» **WORK ITEM**
Your answer must be the listing repeated word for word, without its pictures.

── RECORD EXTRACTS ──

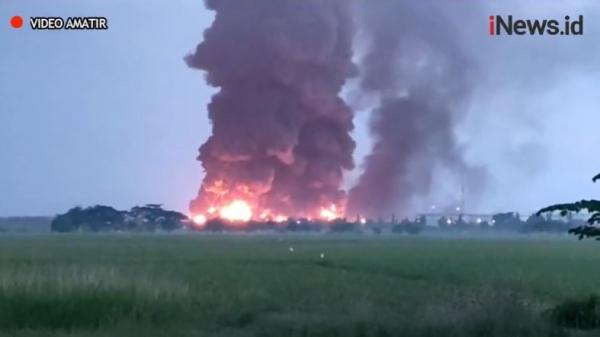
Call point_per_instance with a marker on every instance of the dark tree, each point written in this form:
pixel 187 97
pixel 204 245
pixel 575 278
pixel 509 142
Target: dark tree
pixel 591 227
pixel 95 219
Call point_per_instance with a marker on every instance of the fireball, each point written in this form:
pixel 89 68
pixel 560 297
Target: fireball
pixel 330 213
pixel 237 210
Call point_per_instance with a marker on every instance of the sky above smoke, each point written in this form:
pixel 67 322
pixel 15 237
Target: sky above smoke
pixel 116 117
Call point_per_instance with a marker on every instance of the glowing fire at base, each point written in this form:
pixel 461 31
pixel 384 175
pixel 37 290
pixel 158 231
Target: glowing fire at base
pixel 330 213
pixel 199 220
pixel 238 210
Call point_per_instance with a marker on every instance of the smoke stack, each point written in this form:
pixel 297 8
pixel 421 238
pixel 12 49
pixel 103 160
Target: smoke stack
pixel 280 132
pixel 422 80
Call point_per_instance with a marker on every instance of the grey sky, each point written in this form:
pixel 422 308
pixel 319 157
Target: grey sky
pixel 115 117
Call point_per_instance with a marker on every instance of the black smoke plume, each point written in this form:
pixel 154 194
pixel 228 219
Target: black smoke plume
pixel 422 81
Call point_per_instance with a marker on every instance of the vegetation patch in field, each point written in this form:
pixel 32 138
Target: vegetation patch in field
pixel 73 298
pixel 578 314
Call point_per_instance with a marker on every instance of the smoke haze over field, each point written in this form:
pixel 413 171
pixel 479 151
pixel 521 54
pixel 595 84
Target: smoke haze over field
pixel 516 117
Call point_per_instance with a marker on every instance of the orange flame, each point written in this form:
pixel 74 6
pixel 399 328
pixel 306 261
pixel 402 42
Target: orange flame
pixel 237 210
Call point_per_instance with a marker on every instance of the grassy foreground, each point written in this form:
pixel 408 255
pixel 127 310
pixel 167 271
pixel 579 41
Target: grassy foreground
pixel 176 285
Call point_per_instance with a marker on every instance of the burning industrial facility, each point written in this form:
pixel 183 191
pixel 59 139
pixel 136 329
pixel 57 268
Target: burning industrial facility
pixel 281 133
pixel 280 138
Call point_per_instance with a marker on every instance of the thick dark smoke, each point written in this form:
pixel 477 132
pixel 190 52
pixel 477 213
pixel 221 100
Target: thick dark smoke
pixel 423 81
pixel 280 132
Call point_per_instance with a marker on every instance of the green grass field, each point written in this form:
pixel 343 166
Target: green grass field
pixel 177 285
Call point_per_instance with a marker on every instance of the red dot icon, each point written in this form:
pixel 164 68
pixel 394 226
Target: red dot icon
pixel 16 22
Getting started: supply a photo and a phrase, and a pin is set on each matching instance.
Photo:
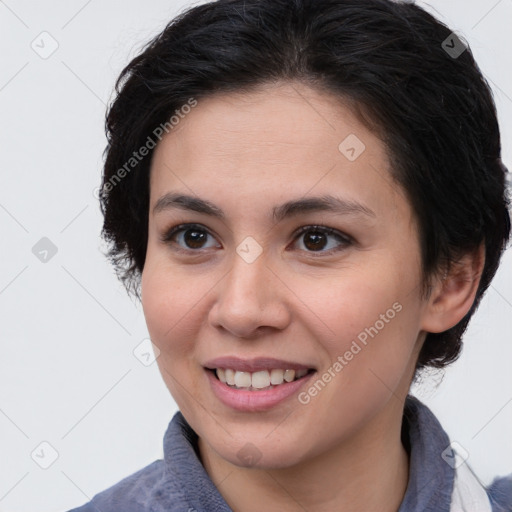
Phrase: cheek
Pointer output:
(170, 304)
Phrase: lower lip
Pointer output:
(254, 401)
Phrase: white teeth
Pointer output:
(242, 379)
(289, 375)
(258, 380)
(276, 377)
(230, 376)
(221, 374)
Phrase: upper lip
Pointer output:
(254, 364)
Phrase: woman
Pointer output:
(308, 198)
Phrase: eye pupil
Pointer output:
(315, 240)
(194, 238)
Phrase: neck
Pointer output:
(369, 471)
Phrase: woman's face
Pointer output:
(296, 251)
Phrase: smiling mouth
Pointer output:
(260, 380)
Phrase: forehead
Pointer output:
(274, 142)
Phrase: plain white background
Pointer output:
(68, 374)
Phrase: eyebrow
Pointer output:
(326, 203)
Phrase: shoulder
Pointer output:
(134, 493)
(500, 494)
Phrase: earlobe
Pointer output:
(454, 292)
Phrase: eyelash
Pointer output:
(344, 240)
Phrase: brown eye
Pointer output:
(189, 237)
(322, 240)
(315, 240)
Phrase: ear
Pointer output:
(453, 294)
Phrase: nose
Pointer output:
(251, 300)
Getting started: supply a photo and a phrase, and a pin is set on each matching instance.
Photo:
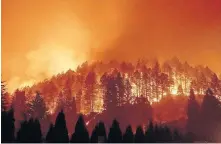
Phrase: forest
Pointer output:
(174, 100)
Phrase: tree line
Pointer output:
(94, 85)
(30, 131)
(203, 123)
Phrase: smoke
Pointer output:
(59, 35)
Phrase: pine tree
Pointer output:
(156, 80)
(4, 97)
(90, 90)
(127, 96)
(180, 91)
(37, 108)
(71, 114)
(120, 89)
(214, 84)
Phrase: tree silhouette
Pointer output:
(50, 134)
(139, 136)
(60, 129)
(177, 137)
(8, 128)
(149, 134)
(192, 114)
(4, 97)
(128, 136)
(80, 134)
(210, 116)
(115, 135)
(23, 133)
(94, 135)
(102, 137)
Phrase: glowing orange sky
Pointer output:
(43, 37)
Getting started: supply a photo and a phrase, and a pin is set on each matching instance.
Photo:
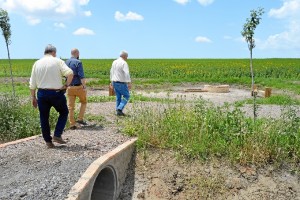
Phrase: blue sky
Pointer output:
(151, 28)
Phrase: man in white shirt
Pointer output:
(46, 76)
(121, 82)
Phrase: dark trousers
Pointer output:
(46, 100)
(122, 95)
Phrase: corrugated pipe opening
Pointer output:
(105, 185)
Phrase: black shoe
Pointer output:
(58, 140)
(50, 145)
(82, 122)
(120, 113)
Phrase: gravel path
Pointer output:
(31, 171)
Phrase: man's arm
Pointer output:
(69, 80)
(33, 98)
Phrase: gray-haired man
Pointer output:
(46, 76)
(120, 80)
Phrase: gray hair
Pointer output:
(123, 53)
(49, 49)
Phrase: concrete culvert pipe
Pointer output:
(105, 185)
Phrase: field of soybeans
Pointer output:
(275, 73)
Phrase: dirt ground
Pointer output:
(162, 175)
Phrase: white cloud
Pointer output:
(227, 37)
(205, 2)
(289, 8)
(202, 39)
(37, 10)
(129, 16)
(182, 2)
(59, 25)
(88, 13)
(289, 38)
(83, 31)
(83, 2)
(33, 21)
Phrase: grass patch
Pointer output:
(19, 119)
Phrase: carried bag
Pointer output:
(111, 91)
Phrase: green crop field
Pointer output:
(276, 73)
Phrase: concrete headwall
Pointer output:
(105, 176)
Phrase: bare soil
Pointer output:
(157, 174)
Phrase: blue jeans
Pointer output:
(122, 95)
(46, 100)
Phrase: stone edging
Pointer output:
(84, 184)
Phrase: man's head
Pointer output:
(50, 49)
(124, 54)
(75, 53)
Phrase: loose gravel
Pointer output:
(31, 171)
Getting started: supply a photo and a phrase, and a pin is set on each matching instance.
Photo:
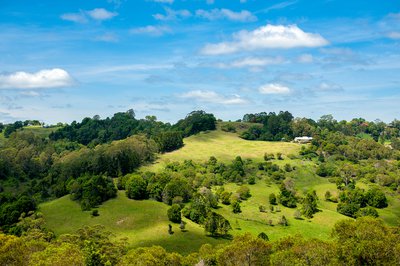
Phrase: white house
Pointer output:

───

» **ANSWER BOX**
Call point_per_instance with a marker on every instance of the dark tree, each point written in this form:
pixel 187 97
pixel 204 245
pixel 575 278
pixel 509 142
Target: dark tree
pixel 591 227
pixel 95 219
Call point_per_instance with a marker on every instance of the fireball, each point written in this form:
pixel 89 68
pixel 560 297
Target: fireball
pixel 330 213
pixel 237 210
Call point_per_instance with a marker on every instance of the sky above smoke, each point written in this form:
pixel 67 322
pixel 15 237
Target: sky above smoke
pixel 116 117
Call point_per_instance with a marker on every instance of the glowing fire at base, each point written in this form:
pixel 461 31
pixel 384 175
pixel 37 290
pixel 158 231
Target: glowing fire at base
pixel 330 213
pixel 199 220
pixel 238 210
Call point_per_instance with a marker on every instance of the smoke stack, each point written in this form:
pixel 297 8
pixel 421 238
pixel 12 49
pixel 103 160
Target: smoke stack
pixel 280 132
pixel 422 80
Call point_per_instance with a marker on every instance of the grey sky, each point written in this form:
pixel 422 308
pixel 319 157
Target: grey sky
pixel 115 117
Call point_per_instance with a marker on every instance of the black smoke plume, each point written in this form:
pixel 154 194
pixel 228 219
Target: black smoke plume
pixel 422 81
Call point_per_instance with a marker on every instance of the vegetation patch in field, each point written in this form:
pixel 32 138
Target: vegetation patch in field
pixel 73 298
pixel 578 314
Call point_per_instance with a marker on every instance of the smoke haze over field, each point written in this form:
pixel 413 171
pixel 479 151
pixel 521 54
pixel 595 84
Target: smoke haze over field
pixel 516 117
Call point_per_instance with a marker on every instance of the orange flame, each point written in this form:
pixel 74 6
pixel 399 328
pixel 306 261
pixel 402 42
Target: orange flame
pixel 237 210
Call point_per_instance with a marker on every instance of the grassy foreground, each point written in this form:
pixel 408 255
pixel 127 310
pixel 167 271
pixel 579 41
Target: grassy foreground
pixel 176 285
Call point_per_instance with a marker on every instance of the burning industrial facility, each point written in this form:
pixel 183 191
pixel 59 139
pixel 136 329
pixel 57 268
Target: burning industrial facility
pixel 281 133
pixel 280 138
Call point_per_instance with a marker on every instance of the thick dark smoke, each point written in this form:
pixel 477 132
pixel 190 52
pixel 477 213
pixel 221 100
Target: thick dark smoke
pixel 423 81
pixel 280 132
Call point_per_instance with a marker on every instance of the green grass field, each point written in this form:
pixel 343 166
Target: green grass field
pixel 177 285
Call point_per_instance with a marker on every instance of the red dot icon, each point written in this form:
pixel 164 68
pixel 394 226
Target: red dot icon
pixel 16 22
Getting started: supply a photo and a phrase, and a pin is set on each matching instance.
Photo:
Phrase: cheek
Pointer output:
(170, 304)
Phrase: lower lip
Pointer output:
(254, 401)
Phrase: white teeth
Pointer output:
(242, 379)
(289, 375)
(258, 380)
(276, 377)
(230, 376)
(221, 374)
Phrase: upper lip
Pointer output:
(254, 364)
Phrase: woman
Pointer output:
(308, 198)
Phrase: eye pupil
Pointer output:
(315, 240)
(194, 238)
Phrase: neck
Pointer output:
(369, 471)
Phrase: woman's face
Pointer output:
(296, 251)
Phrase: smiling mouth
Pointer output:
(260, 380)
Phrase: forehead
Pointer output:
(274, 142)
Phrase: plain white background
Pointer output:
(68, 374)
Phrase: eyebrow
Pointer output:
(326, 203)
Phrase: shoulder
Pointer output:
(134, 493)
(500, 494)
Phrase: earlobe
Pointer output:
(454, 292)
Phrase: eyelash
Pointer output:
(344, 240)
Phrase: brown eye
Pointer output:
(189, 237)
(322, 240)
(315, 240)
Phrase: ear
Pointer output:
(453, 294)
Phrase: nose
Pointer output:
(251, 300)
Getting started: supply a photo and a phrase, and a pin is set on each matching instance.
Photo:
Phrase: forest
Pointer output:
(174, 100)
Phrase: tree line
Pointer output:
(94, 85)
(30, 131)
(203, 123)
Phrase: smoke
Pointer output:
(59, 35)
Phrase: pine tree
Pointer output:
(156, 80)
(4, 97)
(90, 90)
(127, 96)
(180, 91)
(37, 108)
(71, 114)
(120, 89)
(214, 84)
Phrase: tree silhouette
Pointer output:
(50, 134)
(139, 136)
(60, 129)
(177, 137)
(8, 128)
(149, 134)
(192, 114)
(4, 97)
(128, 136)
(80, 134)
(210, 116)
(115, 135)
(23, 133)
(94, 135)
(102, 137)
Phrase: glowing orange sky
Pointer output:
(43, 37)
Getting started: supply a photo and a phrase, and a pin is set on each matching instance.
Photo:
Phrase: blue sky
Pointer output:
(151, 28)
Phrase: man in white shirt
Pointer output:
(46, 76)
(121, 82)
Phrase: dark trousers
Pointer output:
(46, 100)
(122, 95)
Phrase: corrugated pipe opening
Pointer output:
(105, 185)
Phrase: black shoe
Pointer output:
(58, 140)
(50, 145)
(82, 122)
(120, 113)
Phrase: gravel path
Pointer output:
(31, 171)
Phrase: man's arm
Pointer output:
(69, 80)
(33, 98)
Phrase: gray-haired man
Pointer output:
(46, 76)
(120, 80)
Phrase: gray hair
Pointer output:
(123, 53)
(49, 49)
Phrase: concrete culvert pipe
Pointer output:
(105, 185)
Phrase: field of soybeans
Pointer output:
(275, 73)
Phrase: dirt ground
Pointer output:
(162, 175)
Phrase: white cloud
Pointer output:
(227, 37)
(205, 2)
(289, 8)
(202, 39)
(37, 10)
(129, 16)
(182, 2)
(59, 25)
(88, 13)
(289, 38)
(83, 31)
(83, 2)
(33, 21)
Phrase: grass patch
Pointer output:
(19, 119)
Phrase: carried bag
Pointer output:
(111, 91)
Phrase: green crop field
Pointer output:
(276, 73)
Phrase: concrete headwall
Pointer output:
(105, 176)
Phrase: bare soil
Pointer output:
(157, 174)
Phrase: blue jeans
Pointer output:
(122, 95)
(46, 100)
Phrase: stone edging
Pointer output:
(84, 184)
Phrase: man's head
Pointer output:
(50, 49)
(124, 54)
(75, 53)
Phrase: loose gravel
Pointer output:
(31, 171)
Getting started: supply a photo and a phrase, and a pin is set on each matching instance.
Photo:
Phrase: white house
Pointer output:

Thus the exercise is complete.